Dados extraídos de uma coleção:
● ● ● ● ● ● ●

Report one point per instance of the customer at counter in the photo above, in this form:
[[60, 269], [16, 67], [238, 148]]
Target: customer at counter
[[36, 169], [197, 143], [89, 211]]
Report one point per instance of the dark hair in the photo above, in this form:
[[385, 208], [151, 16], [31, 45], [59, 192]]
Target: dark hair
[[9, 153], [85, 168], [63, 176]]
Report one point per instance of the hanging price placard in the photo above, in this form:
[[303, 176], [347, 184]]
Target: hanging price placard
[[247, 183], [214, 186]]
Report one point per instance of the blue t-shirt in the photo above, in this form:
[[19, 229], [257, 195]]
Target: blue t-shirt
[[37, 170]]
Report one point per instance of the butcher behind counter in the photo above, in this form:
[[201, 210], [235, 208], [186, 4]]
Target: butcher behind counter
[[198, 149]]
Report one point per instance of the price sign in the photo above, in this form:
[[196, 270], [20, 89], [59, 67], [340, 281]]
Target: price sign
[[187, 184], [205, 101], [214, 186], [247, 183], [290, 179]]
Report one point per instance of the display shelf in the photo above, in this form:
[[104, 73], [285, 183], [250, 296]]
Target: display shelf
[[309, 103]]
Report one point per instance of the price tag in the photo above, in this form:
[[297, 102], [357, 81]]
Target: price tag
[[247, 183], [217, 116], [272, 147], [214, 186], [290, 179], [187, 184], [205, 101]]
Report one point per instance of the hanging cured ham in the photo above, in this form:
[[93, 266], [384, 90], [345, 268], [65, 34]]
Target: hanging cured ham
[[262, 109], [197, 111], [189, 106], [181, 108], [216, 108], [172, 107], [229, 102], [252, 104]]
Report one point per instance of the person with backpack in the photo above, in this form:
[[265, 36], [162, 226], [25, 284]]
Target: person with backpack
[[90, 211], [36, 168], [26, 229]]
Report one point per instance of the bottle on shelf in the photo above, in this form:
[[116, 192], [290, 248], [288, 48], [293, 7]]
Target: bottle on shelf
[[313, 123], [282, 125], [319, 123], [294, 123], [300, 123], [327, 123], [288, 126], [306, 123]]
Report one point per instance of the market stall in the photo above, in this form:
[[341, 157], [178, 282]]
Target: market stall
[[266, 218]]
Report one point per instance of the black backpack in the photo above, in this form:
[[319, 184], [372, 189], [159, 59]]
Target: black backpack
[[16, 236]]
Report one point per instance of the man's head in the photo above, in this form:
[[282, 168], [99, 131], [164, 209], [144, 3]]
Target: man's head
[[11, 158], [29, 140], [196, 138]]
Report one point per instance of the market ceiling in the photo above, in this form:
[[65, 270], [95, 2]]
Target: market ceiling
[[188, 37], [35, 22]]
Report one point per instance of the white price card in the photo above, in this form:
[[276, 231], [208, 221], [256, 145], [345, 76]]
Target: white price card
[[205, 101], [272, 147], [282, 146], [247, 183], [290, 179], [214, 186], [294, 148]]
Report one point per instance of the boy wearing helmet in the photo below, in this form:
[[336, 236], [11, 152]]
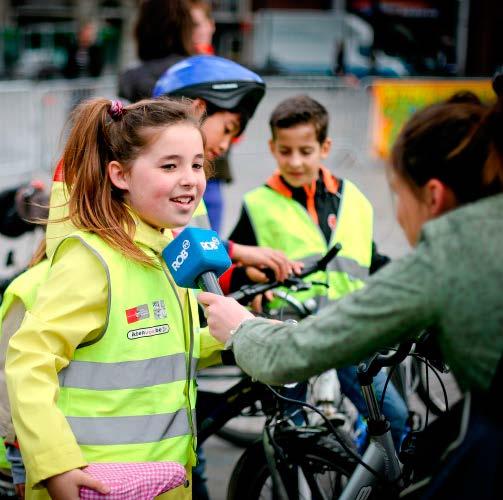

● ● ● ● ● ● ●

• [Objetivo] Por favor, transforme todas as entradas acima em uma lista numerada, uma linha por item, sem as linhas em branco. Deixe as imagens de fora da resposta.

• [Resultado final]
1. Report one point per instance of the customer at counter in the photo above, in this form:
2. [[60, 269], [16, 67], [238, 148]]
3. Target: customer at counter
4. [[36, 169], [197, 143], [89, 211]]
5. Report one point per instance of the dark hair in the photo above, in this form:
6. [[385, 208], [151, 16], [31, 45], [59, 192]]
7. Target: dark hair
8. [[9, 153], [85, 168], [63, 176]]
9. Report one point per instance of the hanging price placard in the photo above, in this form:
10. [[303, 176], [347, 184]]
11. Target: hanging price placard
12. [[247, 183], [214, 186]]
13. Report one point per instance of the blue t-shirt in the photo above, in this form:
14. [[19, 229], [257, 195]]
15. Target: blue t-shirt
16. [[37, 170]]
17. Report one point per instance of the butcher behind counter in the photo above, in this form:
18. [[201, 210], [235, 208], [186, 4]]
19. Target: butcher behind counter
20. [[198, 149]]
21. Report one point per instance of the price sign in the photo above, in this form:
22. [[196, 270], [20, 89], [59, 67], [340, 281]]
23. Target: price sign
24. [[187, 184], [205, 101], [214, 186], [247, 183], [290, 179]]
25. Report one point per instance of the display shelf in the photo above, in this form:
26. [[104, 73], [285, 183], [250, 296]]
27. Target: display shelf
28. [[309, 103]]
29. Report one point per instance of the price tag in the photo above, in this form:
30. [[297, 102], [357, 81]]
31. Target: price tag
32. [[247, 183], [217, 116], [272, 147], [214, 186], [290, 179], [187, 184], [205, 101]]
33. Report one point per instance of the hanging cured ham in the photo above, in this form:
34. [[93, 266], [384, 90], [345, 268], [65, 34]]
35. Target: hanging cured ham
36. [[262, 109], [197, 111], [189, 106], [181, 108], [216, 108], [172, 107], [229, 102], [252, 104]]
37. Report one point per instance of the person with backpack in the photo above, in this form:
38. [[265, 36], [162, 226], [25, 284]]
39. Target: person with backpack
40. [[90, 211], [36, 168], [26, 229]]
41. Report one point per instance of the bottle on shelf in the photo above, in this form:
42. [[116, 192], [290, 248], [288, 48], [293, 7]]
43. Target: bottle on shelf
44. [[313, 123], [282, 125], [319, 123], [294, 123], [300, 123], [327, 123], [288, 126], [306, 123]]
45. Report one point per instance of the market stall in the photo above, in this form:
46. [[341, 157], [178, 282]]
47. Target: market stall
48. [[266, 218]]
49. Report one point per instance of the black backpack in the photo above, in this form:
50. [[319, 184], [372, 189], [159, 59]]
51. Target: black backpack
52. [[16, 236]]
53. Report one point per instance of the man's head in the photo above, in this form:
54. [[282, 168], [99, 131], [164, 209], [144, 3]]
55. Target: man's head
56. [[11, 158], [29, 140], [196, 138]]
57. Report one point per instance of the market ceiling in the photo above, in this form:
58. [[65, 270], [95, 2]]
59. Target: market ceiling
60. [[188, 37], [35, 22]]
61. Report one point per instance of the white price card in the photo above, in this form:
62. [[276, 231], [208, 221], [256, 145], [345, 76]]
63. Target: white price card
64. [[205, 101], [272, 147], [282, 146], [247, 183], [290, 179], [214, 186], [294, 148]]
65. Report one point per instance of the boy wearing helmet in the photo below, in this form:
66. [[336, 236], [11, 152]]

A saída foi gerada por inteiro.